## [Text block]
_ _ _ _

Internist Pete Dizinoff -- the protagonist in Lauren Grodstein's very American novel -- is a sharp diagnostician. In elegant tones of sarcastic resignation he condenses a complicated suburban malaise into one efficiently ironic comment: "Our downtown [was] where we kept our hospitals, our businesses, our blacks and the public schools that no one we know went to."

He knows just what he's doing with that "our." He's willing to look at uncomfortable truths squarely and knows exactly where he is -- not in the grotesque dreamscapes of the super-rich, with their "lush two-acre plots bearing Tudor palaces, Spanish style haciendas, Georgian piles with helicopter pads and infinity pools," but in an affluent area with Victorians and colonials, three-quarter-acre plots, enough room for children to play.

"The suburbs," Dizinoff says, after strolling to a friend's house for canapes on the deck while the kids play downstairs. "I don't care what anyone says, it's the only civilized way to live."

_ _ _ _

## [Dataset excerpts]
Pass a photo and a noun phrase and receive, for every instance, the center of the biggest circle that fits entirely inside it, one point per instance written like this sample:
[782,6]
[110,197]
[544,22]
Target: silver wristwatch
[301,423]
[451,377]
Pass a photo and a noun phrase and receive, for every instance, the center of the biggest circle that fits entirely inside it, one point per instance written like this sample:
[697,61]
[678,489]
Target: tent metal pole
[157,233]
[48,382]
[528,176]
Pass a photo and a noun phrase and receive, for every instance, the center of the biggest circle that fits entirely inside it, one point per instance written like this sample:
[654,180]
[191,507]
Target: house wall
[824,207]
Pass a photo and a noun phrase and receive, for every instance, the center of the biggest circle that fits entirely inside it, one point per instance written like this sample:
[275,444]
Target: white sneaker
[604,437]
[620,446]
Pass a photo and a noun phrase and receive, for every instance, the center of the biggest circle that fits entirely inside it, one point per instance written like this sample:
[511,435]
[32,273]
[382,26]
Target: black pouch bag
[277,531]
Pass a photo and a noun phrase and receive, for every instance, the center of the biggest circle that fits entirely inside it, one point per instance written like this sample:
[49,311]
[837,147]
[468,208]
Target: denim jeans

_ _ _ _

## [Try it]
Carry the review of Lauren Grodstein's novel about internist Pete Dizinoff forward from its last sentence.

## [Written response]
Dizinoff thinks he has wrestled this life of safety and plenty to lay at the feet of his wife, whom he loves, and his son, Alec, whom he loves, as we'll learn, beyond reason.

The structure of compromise and principle supporting a happy family is precariously perched to begin with, and in Grodstein's skilled hands love is an unstable element. Dizinoff's intense devotion to Alec seems like typical boomer parenting -- at first. Alec -- one of those pampered and petulant hipsters who point a finger at their parents' privileged lifestyle even while snatching the credit card -- has dropped out of his first-rate arts college. Worse, the damaged, seductive daughter of one of Dizinoff's friends has Alec in thrall, threatening Dizinoff's idea of his son's future.

Dizinoff's response is inevitable, but strangely satisfying. When "Dr. Pete" takes a nose dive, we slice the air right along with him. Part of this is Grodstein's skill at describing the New Jersey milieu where the second generation has arrived to get their piece of the dream and where the next generation betrays them utterly.

Alec, a treasured only child, demands that his father finance four years in Europe in lieu of a formal education. The femme fatale, Laura, is the daughter of gynecologist Joe Stern, who specializes in keeping premature babies alive. At 16, she killed the premature baby she secretly delivered in a public bathroom.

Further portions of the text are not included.